### Work request
Every line below that has the word "window" counts once; report how many lines that makes, with no other words.

### Listed records
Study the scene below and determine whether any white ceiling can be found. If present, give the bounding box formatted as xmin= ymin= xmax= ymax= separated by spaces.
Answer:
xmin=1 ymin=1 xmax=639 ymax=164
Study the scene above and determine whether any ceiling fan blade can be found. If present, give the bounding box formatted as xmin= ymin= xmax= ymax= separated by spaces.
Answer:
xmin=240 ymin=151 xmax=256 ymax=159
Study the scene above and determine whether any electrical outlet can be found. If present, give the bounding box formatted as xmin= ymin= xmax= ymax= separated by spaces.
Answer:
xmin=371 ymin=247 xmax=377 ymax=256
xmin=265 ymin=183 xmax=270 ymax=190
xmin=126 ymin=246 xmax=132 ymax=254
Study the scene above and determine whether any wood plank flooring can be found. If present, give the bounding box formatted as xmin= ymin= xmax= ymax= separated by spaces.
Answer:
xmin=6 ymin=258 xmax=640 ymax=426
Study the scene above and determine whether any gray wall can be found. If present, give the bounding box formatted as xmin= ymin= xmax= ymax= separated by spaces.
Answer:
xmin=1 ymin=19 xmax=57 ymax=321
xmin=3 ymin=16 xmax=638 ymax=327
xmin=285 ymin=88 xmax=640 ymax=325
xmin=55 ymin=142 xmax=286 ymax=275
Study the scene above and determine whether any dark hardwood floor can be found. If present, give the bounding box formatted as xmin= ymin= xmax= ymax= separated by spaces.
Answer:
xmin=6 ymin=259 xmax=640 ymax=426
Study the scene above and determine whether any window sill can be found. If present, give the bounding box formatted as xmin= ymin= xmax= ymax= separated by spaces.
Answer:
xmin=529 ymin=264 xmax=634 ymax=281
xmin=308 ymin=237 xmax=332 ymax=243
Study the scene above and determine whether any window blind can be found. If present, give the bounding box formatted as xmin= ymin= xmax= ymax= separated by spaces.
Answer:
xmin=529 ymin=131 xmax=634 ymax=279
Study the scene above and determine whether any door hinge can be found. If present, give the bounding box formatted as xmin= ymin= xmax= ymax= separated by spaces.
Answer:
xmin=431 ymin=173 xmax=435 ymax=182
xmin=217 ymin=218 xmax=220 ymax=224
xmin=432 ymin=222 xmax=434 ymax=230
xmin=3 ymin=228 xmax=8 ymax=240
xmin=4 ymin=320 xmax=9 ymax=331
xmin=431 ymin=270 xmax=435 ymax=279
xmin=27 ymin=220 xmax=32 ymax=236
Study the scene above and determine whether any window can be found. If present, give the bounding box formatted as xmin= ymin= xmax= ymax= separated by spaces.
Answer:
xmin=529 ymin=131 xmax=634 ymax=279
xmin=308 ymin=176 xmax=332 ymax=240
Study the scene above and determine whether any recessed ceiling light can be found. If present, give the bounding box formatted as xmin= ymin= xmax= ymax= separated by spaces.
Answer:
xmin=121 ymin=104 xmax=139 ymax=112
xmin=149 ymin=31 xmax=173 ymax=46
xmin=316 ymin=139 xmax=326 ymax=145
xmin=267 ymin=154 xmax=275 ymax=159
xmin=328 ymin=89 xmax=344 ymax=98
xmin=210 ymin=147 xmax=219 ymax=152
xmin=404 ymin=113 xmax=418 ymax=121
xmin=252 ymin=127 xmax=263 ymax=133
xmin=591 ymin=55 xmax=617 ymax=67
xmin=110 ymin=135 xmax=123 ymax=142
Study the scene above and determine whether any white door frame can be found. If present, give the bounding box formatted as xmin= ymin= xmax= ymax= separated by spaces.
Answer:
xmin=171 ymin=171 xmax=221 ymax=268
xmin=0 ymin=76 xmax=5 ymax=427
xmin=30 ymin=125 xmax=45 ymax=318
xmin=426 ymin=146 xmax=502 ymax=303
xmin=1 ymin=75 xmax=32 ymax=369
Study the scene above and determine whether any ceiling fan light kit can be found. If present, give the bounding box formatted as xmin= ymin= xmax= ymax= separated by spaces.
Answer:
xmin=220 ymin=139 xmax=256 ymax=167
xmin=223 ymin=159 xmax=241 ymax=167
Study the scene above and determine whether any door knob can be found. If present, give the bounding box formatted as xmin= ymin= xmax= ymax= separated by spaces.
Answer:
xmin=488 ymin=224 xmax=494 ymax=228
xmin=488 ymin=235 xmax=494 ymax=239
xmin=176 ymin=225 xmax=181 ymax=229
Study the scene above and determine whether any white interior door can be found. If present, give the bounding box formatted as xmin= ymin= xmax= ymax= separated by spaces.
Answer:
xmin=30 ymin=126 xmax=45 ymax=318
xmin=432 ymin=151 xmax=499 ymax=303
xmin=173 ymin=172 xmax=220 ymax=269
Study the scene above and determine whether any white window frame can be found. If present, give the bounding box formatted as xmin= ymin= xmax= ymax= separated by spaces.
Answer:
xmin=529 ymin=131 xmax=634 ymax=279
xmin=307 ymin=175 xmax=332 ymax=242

### Reply to the task
4